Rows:
○ ○ ○

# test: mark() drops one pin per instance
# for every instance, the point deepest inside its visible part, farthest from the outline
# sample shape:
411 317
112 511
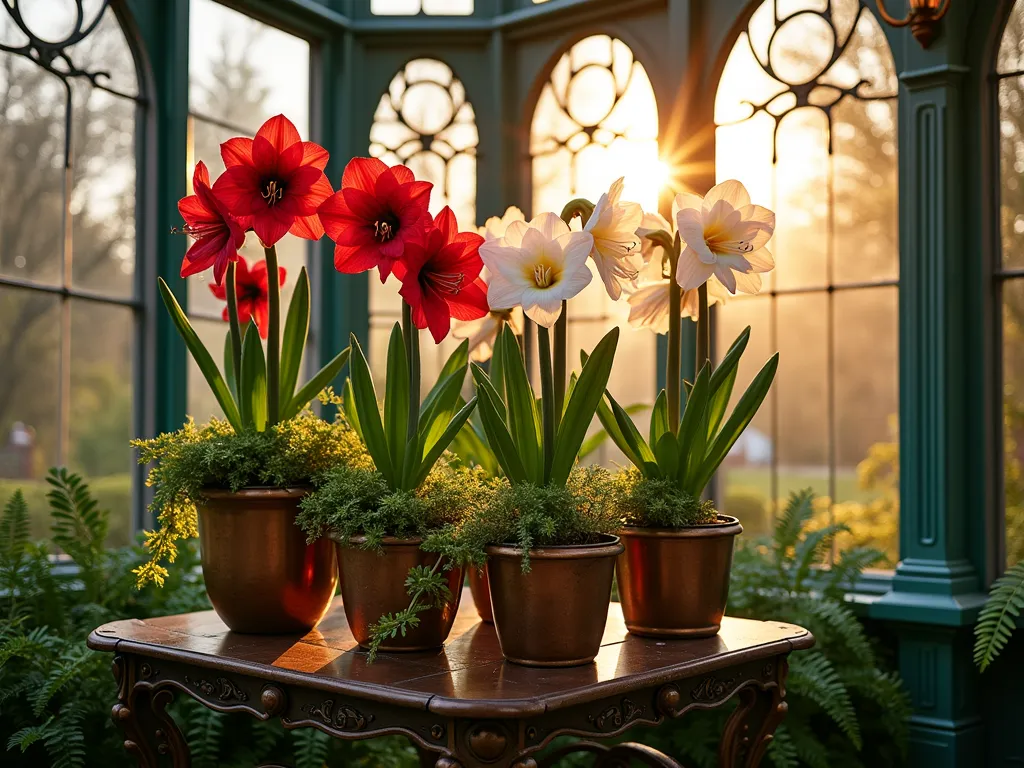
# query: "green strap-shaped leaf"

○ ○ ○

> Exercise: Write each line of the rows above as one string in a JSON list, skipping blank lines and leaving out the pictures.

> Result for this exercise:
[
  "# test: mark() drops one pin per instance",
  "# for every instance, the point deepest inside its visible part, farthest from the outline",
  "# sample shape:",
  "411 317",
  "112 511",
  "# query: \"green strap-shaped leaf\""
]